Each planting received a basal application of superphosphate (168 kg ha-1 containing 9% P) on the date of sowing followed two weeks later by an application of urea at 135 kg ha-1. This was to ensure early development was unimpeded by poor nutrition. Subsequent applications of soluble N32 (32 % N) and potassium nitrate (KNO3) were delivered in solution through the drip irrigation. Total applied nitrogen, based on relatively low soil N, was 120 kg ha-1 which is the upper limit for fibre hemp suggested by [4]. A maintenance application rate of phosphate (15 kg ha-1) reflected high soil available phosphorus. Potassium application rates (32 kg ha-1) may have been somewhat low considering the concentration of magnesium in the irrigation water, which may have affected the cation balance.
Irrigation was supplied using drip tape spaced at 20 cm intervals and placed on every second inter-row to maximise irrigation uniformity. Soil moisture was determined using John Deere CropSense soil moisture probes (data not shown) and used to determine appropriate watering times. A total of 550 mm was supplied to the crop through irrigation. Precipitation was 255 mm for the area over the course of the trial, of which, a large proportion was skewed toward the harvesting period of the crop (Figure 3) interfering with crop senescence. Ambient temperature during the crop growing period was moderate and gradually increased towards crop maturity. The minimum temperature during the crop period ranged from 15–20°C whereas the maximum temperature during the crop period ranged from 22–33°C (Figure 4). The trial site received daily average solar radiation over the range 10–30 MJ/m2 (Figure 5).
Figure 3 : Daily rainfall for Bundaberg (Sept 15–December 31, 2010) Source: (BOM, 2012).
Figure 4 : Average daily maximum and minimum temperatures for Bundaberg, October to December 2010 Source: (BOM, 2012).
Figure 5 : Average daily solar radiation for Bundaberg, October to December 2010 Source: (BOM 2012).
Weed growth and biomass
All weeds (aboveground only) were collected from each harvested 1 m2 plot at the same time as the hemp plants, and the dry weights recorded. Weed species that were common to the harvested areas were recorded and total dry weights from each harvested plot were analysed for the purpose of determining the effects of planting density on weed suppression.
Plant growth and physiological response
Plant height measurements were taken at weekly intervals during vegetative growth until harvest with roughly three females and three males selected in each plot for measurement. Heights were measured from the base of the plant to the growing tip and rounded to the nearest 5 mm.
Chlorophyll concentration was estimated on two occasions during vegetative growth with a Konica Minolta SPAD-502Plus chlorophyll meter. At harvest, plant heights and stem diameters at 100 mm above ground level (using Kinchrome digital vernier callipers) were measured on 10 plants from each plot.

◆ Data for analysis:
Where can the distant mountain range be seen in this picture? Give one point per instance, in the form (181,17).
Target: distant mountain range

...

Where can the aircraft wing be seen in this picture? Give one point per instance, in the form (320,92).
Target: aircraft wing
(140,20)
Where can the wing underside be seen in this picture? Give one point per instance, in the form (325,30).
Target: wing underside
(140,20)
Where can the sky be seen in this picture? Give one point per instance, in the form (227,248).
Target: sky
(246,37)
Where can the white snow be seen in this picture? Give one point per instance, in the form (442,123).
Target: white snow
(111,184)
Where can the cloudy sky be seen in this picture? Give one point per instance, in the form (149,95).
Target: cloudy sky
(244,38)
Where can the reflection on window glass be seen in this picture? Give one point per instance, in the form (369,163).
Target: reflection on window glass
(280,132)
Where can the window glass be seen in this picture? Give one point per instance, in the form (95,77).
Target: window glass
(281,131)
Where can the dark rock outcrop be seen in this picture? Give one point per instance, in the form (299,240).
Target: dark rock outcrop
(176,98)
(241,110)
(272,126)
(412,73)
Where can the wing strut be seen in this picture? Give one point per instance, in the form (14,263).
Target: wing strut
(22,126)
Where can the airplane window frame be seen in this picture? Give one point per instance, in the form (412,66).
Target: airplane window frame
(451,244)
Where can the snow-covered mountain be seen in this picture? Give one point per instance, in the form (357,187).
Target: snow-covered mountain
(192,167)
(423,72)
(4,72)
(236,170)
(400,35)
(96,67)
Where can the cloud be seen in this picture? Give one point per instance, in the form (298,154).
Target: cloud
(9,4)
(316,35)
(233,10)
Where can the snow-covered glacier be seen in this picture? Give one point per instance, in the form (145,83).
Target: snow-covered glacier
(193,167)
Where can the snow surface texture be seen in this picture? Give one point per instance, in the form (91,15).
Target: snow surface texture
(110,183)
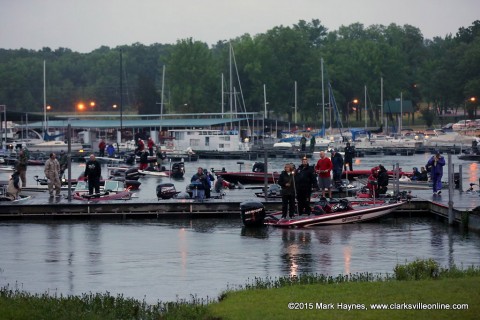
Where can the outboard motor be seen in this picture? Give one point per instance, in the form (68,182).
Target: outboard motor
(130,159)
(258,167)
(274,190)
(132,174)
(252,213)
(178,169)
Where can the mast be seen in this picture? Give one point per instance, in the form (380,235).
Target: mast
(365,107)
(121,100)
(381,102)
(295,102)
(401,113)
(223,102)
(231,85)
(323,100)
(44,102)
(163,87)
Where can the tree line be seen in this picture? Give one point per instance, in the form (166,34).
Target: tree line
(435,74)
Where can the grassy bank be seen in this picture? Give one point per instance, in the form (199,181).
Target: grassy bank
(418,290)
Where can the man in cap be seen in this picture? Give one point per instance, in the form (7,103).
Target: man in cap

◆ To do:
(a) Answer these questions from the hemp trial text:
(i) How much water was supplied to the crop through irrigation in total?
(ii) At what height above ground level were stem diameters measured at harvest?
(iii) To what precision were plant heights rounded?
(b) List every measuring instrument named in the hemp trial text, with its brand.
The data have no connection to the hemp trial text.

◆ Task-by-task results:
(a)
(i) 550 mm
(ii) 100 mm
(iii) To the nearest 5 mm

(b)
- John Deere CropSense soil moisture probes
- Konica Minolta SPAD-502Plus chlorophyll meter
- Kinchrome digital vernier callipers